── Records for this exercise ──
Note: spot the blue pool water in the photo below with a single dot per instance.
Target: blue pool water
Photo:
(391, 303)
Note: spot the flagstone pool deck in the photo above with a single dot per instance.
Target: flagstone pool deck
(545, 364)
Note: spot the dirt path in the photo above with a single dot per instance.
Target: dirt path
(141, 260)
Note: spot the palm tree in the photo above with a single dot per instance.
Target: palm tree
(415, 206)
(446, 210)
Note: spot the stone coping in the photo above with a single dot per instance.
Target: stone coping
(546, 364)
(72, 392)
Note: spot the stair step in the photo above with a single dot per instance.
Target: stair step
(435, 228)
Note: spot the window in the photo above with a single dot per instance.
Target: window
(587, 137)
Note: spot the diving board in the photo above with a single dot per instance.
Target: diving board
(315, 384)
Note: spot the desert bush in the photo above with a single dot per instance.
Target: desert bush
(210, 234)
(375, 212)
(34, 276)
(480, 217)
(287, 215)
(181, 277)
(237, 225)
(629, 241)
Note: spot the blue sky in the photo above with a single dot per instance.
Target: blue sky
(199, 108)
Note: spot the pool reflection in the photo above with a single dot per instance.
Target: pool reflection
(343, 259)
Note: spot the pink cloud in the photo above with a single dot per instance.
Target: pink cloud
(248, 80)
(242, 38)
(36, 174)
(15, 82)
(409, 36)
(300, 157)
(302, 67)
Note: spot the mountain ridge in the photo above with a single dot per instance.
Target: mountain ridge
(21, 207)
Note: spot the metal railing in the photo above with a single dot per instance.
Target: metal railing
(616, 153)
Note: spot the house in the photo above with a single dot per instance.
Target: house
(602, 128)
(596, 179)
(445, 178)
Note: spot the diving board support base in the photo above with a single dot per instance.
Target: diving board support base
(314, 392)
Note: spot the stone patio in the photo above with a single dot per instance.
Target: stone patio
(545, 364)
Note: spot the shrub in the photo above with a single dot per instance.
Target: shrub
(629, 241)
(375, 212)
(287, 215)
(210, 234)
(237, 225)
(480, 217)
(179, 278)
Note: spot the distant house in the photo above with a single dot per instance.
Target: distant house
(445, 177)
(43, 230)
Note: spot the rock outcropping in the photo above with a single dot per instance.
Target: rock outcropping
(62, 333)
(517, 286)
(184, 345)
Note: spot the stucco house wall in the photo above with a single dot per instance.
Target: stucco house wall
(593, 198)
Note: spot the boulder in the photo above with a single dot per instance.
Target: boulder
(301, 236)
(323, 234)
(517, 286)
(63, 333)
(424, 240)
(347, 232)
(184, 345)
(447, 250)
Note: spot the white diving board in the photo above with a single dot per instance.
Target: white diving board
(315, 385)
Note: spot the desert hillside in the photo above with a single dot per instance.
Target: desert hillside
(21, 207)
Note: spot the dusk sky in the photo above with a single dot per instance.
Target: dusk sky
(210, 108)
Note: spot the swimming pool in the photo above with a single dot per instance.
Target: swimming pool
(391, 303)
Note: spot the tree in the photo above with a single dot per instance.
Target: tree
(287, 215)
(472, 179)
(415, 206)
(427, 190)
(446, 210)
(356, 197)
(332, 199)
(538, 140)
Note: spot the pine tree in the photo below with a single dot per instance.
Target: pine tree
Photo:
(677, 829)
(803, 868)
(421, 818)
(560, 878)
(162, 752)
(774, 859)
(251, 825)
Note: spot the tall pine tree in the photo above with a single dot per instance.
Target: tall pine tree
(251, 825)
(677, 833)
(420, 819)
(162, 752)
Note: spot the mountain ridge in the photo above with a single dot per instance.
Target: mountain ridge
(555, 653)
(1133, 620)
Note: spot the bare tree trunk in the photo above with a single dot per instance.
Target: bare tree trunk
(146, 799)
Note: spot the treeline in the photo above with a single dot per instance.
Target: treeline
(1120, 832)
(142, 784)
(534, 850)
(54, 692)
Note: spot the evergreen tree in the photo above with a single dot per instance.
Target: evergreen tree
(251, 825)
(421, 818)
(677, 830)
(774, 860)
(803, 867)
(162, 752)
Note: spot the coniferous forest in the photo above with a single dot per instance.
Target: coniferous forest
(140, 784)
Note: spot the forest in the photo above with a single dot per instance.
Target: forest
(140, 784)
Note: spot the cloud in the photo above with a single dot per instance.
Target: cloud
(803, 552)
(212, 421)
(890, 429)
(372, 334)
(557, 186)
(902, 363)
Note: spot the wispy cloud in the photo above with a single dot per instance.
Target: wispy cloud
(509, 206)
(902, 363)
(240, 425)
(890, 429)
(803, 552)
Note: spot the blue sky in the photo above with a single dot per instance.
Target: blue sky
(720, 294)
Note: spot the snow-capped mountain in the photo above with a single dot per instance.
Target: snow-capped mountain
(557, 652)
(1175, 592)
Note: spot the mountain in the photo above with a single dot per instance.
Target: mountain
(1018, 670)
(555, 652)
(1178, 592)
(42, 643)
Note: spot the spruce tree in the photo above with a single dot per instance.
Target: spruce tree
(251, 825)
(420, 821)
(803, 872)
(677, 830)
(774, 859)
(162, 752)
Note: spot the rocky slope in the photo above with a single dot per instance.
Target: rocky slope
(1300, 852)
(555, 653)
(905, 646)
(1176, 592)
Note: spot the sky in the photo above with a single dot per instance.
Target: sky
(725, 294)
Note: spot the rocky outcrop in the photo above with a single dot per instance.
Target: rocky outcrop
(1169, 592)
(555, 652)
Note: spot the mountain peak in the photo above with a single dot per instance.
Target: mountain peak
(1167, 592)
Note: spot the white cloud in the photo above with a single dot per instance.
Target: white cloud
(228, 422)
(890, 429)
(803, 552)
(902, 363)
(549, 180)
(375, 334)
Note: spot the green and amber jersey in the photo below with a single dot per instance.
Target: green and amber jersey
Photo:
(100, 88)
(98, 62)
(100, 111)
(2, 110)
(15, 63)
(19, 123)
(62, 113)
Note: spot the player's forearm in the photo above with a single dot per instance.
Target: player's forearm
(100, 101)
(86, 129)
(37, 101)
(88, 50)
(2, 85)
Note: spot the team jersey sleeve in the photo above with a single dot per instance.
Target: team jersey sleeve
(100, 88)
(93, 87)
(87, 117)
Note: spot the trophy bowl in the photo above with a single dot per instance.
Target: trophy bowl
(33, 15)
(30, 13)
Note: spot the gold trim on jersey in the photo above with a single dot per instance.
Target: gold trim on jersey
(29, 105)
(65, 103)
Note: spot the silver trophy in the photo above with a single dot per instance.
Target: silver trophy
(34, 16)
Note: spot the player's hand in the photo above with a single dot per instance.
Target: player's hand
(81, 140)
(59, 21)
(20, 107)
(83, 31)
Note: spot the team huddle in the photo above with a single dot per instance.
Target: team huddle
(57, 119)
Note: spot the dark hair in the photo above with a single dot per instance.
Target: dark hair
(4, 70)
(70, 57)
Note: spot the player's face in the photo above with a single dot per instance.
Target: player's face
───
**Task details**
Copy out all of the lines above exactly.

**Task solution**
Note: spot the blue pool water in the photo below with a single dot per instance.
Target: blue pool water
Photo:
(391, 303)
Note: spot the flagstone pool deck in the photo above with a single dot per instance.
Target: flagstone pool deck
(545, 364)
Note: spot the dirt path in the photo above with a single dot per instance.
Target: dirt path
(141, 260)
Note: spot the palm tree in the photo above with a single dot per instance.
Target: palm tree
(415, 206)
(446, 210)
Note: spot the stone coping in the photo above with a single dot per instance.
Target: stone coping
(546, 364)
(72, 392)
Note: spot the stair step in the photo above with a single dot per instance.
Target: stair step
(435, 228)
Note: spot the window in the photo above with a single dot per instance.
Target: window
(587, 137)
Note: spot the diving board in the photo above with a single dot per instance.
Target: diving board
(315, 384)
Note: spot the desert bush in the photo above with a single dot per instance.
Target: desert bush
(210, 234)
(375, 212)
(34, 276)
(480, 217)
(287, 215)
(181, 277)
(237, 225)
(629, 241)
Note: spot the blue sky in the photo above with a single dot per instance.
Target: blue sky
(199, 108)
Note: spot the pool reflection in the photo above with a single dot per instance.
Target: pool reflection
(343, 259)
Note: spot the pink cloud in the photo above with a single dot per instance.
Target: pink cloud
(248, 80)
(242, 38)
(36, 174)
(15, 82)
(409, 36)
(300, 157)
(302, 67)
Note: spot the mountain ridge in the photo above with a single dot per instance.
Target: mountain ridge
(21, 207)
Note: spot the metal railing in the photo above with a single dot per instance.
Target: metal railing
(616, 153)
Note: spot the house in the photo above with a single dot per instance.
Target: house
(602, 128)
(596, 179)
(445, 178)
Note: spot the diving board support base in the photo above with a single dot per instance.
Target: diving board support base
(314, 392)
Note: spot the stone patio in the photo above with a single dot per instance.
Target: stone patio
(545, 364)
Note: spot the shrub in the photo above with a single dot per instance.
Target: shrub
(629, 241)
(375, 212)
(287, 215)
(210, 234)
(237, 225)
(480, 217)
(179, 278)
Note: spot the distant house in the photo above with a single dot per instance.
Target: distant house
(445, 177)
(43, 230)
Note: spot the rock outcropping in the photo above with a single dot per instance.
Target: rock outcropping
(62, 333)
(517, 286)
(184, 345)
Note: spot the stucco house wall in the photo above with a single dot per instance.
Target: stucco house wall
(593, 198)
Note: spot the boulder in the photo above with a single dot per instance.
Target: boulder
(301, 236)
(323, 234)
(517, 286)
(63, 333)
(424, 240)
(347, 232)
(184, 345)
(447, 250)
Note: spot the white diving board in the photo above with a single dot per instance.
Target: white diving board
(315, 385)
Note: spot the desert hillside in the photo above with a single dot per instance.
Target: desert hillside
(21, 207)
Note: spot the dusk sky in the photo above with a single dot per instance.
Target: dusk sky
(210, 108)
Note: spot the swimming pool in the photo above with a single dot per instance.
Target: swimming pool
(391, 303)
Note: spot the tree in the photo above with a single dot per instance.
Target: tree
(287, 215)
(472, 179)
(415, 206)
(427, 190)
(446, 210)
(356, 197)
(332, 199)
(538, 140)
Note: spot the pine tree in the photo below with a single dot per instance.
Target: pine tree
Photo:
(677, 829)
(803, 868)
(421, 818)
(560, 878)
(162, 752)
(774, 859)
(251, 825)
Note: spot the tall pine tree in the photo above with a single dot per instance.
Target: tall pine tree
(251, 825)
(677, 833)
(420, 819)
(162, 752)
Note: spot the mountain ridge in the photo above with a single dot per instance.
Target: mountain ridge
(555, 653)
(1133, 620)
Note: spot the bare tree trunk in the photo above with a single dot per instance.
Target: bare tree trunk
(146, 799)
Note: spot the treeline in the photo above with a single dot per instance.
Target: treeline
(1120, 832)
(142, 784)
(534, 850)
(54, 692)
Note: spot the evergreen tree in the photo above with a single dot per instance.
Target: evergreen tree
(251, 825)
(421, 818)
(677, 830)
(774, 860)
(803, 867)
(162, 752)
Note: spot the coniferous forest in the photo above with a single dot per instance.
Target: coniferous forest
(140, 784)
Note: spot the forest in the photo above with a single dot per instance.
Target: forest
(140, 784)
Note: spot the cloud in the photo above with a single dot per instance.
Target: cloud
(803, 552)
(212, 421)
(890, 429)
(372, 334)
(557, 186)
(902, 363)
Note: spot the wispy cloud in the photo above with a single dot per instance.
Target: wispy cloud
(509, 206)
(902, 363)
(240, 425)
(890, 429)
(803, 552)
Note: spot the blue sky in the photo above with a single dot per instance.
Target: blue sky
(720, 294)
Note: spot the snow-capped mountain in the photo above with a single dot per instance.
Target: snow-capped mountain
(557, 652)
(1175, 592)
Note: spot the mountain in the photo above with a single dot per instance.
Target: mountain
(1018, 670)
(555, 652)
(1178, 592)
(42, 643)
Note: spot the spruce tree in the photo above with a single dot per instance.
Target: spruce tree
(251, 825)
(420, 821)
(803, 872)
(677, 830)
(774, 859)
(162, 752)
Note: spot the rocky slope in the photo above with a single dot per instance.
Target: rocky slope
(1300, 852)
(555, 653)
(905, 646)
(1176, 592)
Note: spot the sky in the photo above with a single dot per instance.
Target: sky
(725, 294)
Note: spot the rocky outcrop in the photo above with a single dot per instance.
Target: rocky outcrop
(1169, 592)
(555, 652)
Note: spot the mountain peak in the photo above with a single dot per instance.
Target: mountain peak
(1167, 592)
Note: spot the white cloud in the photo above with a single dot per instance.
Target: white cloud
(228, 422)
(890, 429)
(803, 552)
(902, 363)
(549, 180)
(375, 334)
Note: spot the green and amber jersey in the photo below with a single dot per instance.
Target: green and amber jersey
Photo:
(100, 88)
(98, 62)
(100, 111)
(2, 110)
(15, 63)
(19, 123)
(62, 113)
Note: spot the player's forearm in the photo above with a single dot per instance.
Target: player's forearm
(100, 101)
(86, 129)
(37, 101)
(88, 50)
(2, 85)
Note: spot the team jersey sleeve in the photo above with a single dot per instance.
Target: team jersey sleeve
(100, 88)
(93, 87)
(87, 117)
Note: spot the trophy bowl in the photo above with a single dot per instance.
Target: trophy bowl
(33, 15)
(30, 13)
Note: spot the gold trim on jersey in the photo above with a single dot per instance.
Target: gold trim on jersey
(29, 105)
(65, 103)
Note: spot the silver trophy in the photo above with a single dot per instance.
Target: silver trophy
(34, 16)
Note: spot the player's hand in the photo above with a single dot per instance.
Target: player's hand
(81, 140)
(59, 21)
(20, 107)
(83, 31)
Note: spot the team huddle in the photo above with a single dot per instance.
Target: team huddle
(57, 119)
Note: spot the dark hair in the photo above with a single dot per instance.
Target: dark hair
(4, 70)
(70, 57)
Note: spot the player's face in the photo above with a single dot per instance.
Target: player's face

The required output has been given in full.